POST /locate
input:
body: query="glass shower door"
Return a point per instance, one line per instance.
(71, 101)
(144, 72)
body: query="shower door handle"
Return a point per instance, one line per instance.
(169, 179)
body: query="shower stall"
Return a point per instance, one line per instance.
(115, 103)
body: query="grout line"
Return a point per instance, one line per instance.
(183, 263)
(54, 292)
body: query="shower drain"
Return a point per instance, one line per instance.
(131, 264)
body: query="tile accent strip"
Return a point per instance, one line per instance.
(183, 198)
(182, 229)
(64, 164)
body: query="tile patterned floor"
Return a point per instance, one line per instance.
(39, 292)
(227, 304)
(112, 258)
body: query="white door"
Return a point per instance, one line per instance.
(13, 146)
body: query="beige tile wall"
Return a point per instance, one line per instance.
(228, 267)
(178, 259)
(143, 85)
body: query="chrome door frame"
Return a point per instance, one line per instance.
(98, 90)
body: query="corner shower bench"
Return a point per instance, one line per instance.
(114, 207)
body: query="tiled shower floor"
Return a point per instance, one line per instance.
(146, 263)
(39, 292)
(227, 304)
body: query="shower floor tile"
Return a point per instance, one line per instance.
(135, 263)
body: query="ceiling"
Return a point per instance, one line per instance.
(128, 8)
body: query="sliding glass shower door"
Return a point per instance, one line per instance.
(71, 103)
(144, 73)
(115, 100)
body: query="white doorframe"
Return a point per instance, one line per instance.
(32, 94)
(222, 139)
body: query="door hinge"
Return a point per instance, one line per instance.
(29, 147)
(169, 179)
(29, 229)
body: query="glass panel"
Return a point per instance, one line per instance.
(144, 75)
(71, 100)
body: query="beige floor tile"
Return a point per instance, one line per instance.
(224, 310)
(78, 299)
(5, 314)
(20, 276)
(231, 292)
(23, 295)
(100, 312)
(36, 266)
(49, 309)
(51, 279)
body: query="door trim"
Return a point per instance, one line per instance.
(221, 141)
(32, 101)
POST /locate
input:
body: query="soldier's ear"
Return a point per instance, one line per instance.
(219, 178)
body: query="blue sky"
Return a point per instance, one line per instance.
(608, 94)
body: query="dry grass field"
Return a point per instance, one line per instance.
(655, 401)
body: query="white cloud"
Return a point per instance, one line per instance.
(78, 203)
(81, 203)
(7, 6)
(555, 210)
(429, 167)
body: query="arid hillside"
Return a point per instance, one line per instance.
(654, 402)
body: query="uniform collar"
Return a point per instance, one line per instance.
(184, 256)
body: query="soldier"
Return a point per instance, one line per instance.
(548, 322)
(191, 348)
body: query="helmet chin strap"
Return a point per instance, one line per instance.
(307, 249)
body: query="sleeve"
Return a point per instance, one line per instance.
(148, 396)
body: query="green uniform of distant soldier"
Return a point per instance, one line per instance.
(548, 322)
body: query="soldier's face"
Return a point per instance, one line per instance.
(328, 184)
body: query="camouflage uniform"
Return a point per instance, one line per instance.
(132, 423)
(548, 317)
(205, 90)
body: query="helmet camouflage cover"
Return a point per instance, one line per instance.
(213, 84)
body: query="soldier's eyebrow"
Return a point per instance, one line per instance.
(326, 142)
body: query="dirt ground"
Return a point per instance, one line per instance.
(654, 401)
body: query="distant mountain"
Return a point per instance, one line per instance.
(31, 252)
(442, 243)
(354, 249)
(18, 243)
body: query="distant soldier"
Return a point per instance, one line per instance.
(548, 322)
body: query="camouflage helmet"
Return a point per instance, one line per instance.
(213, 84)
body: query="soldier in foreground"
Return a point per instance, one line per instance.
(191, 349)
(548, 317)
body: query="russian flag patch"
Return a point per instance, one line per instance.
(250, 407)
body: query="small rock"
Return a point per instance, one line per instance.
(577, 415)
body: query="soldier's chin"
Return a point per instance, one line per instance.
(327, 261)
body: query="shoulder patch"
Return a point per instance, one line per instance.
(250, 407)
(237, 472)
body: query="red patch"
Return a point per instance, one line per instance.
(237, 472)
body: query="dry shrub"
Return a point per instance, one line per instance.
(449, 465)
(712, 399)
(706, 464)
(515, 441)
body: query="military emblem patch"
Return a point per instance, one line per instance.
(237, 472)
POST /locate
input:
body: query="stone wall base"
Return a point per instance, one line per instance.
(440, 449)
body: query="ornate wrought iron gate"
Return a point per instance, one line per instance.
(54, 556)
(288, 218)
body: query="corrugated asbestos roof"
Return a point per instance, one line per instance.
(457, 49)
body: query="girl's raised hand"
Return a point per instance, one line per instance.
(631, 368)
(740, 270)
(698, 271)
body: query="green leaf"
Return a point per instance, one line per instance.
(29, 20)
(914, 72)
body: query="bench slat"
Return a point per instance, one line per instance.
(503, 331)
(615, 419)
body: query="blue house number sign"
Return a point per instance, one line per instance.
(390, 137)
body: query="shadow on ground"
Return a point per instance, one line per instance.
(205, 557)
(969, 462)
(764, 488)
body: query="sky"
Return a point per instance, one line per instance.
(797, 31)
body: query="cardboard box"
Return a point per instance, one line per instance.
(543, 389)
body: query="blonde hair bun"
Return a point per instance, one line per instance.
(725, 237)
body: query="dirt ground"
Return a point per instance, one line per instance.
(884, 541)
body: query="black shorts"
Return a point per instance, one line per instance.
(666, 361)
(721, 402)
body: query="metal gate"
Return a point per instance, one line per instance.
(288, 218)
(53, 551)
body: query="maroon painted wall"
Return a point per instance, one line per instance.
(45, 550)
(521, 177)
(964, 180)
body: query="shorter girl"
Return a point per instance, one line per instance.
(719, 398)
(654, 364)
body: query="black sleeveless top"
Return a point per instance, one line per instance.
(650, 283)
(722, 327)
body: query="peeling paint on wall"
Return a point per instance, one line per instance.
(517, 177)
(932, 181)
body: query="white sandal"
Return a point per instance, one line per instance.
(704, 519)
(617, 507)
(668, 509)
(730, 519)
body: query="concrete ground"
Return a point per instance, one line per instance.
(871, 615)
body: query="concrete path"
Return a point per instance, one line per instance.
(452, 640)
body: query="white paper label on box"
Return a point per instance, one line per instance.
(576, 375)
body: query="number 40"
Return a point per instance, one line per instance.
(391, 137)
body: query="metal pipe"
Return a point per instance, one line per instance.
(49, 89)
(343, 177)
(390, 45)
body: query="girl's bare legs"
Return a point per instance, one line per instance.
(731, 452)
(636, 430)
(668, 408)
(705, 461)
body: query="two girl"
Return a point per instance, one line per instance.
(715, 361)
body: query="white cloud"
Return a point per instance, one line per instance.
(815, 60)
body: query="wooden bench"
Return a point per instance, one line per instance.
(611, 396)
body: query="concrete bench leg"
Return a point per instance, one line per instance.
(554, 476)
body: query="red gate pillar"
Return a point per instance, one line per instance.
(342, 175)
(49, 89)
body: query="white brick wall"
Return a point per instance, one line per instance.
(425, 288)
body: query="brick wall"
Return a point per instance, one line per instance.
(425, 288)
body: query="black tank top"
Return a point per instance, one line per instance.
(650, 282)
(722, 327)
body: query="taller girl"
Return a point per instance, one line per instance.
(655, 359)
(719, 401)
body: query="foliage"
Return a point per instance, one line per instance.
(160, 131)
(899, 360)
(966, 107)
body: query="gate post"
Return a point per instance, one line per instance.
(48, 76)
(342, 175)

◆ ◆ ◆ ◆ ◆ ◆ ◆

• [TASK DESCRIPTION]
Return every line above in which the string "chin" occurs.

• [ANSWER FOR THIS EXERCISE]
body: query="helmet chin strap"
body: query="soldier's chin"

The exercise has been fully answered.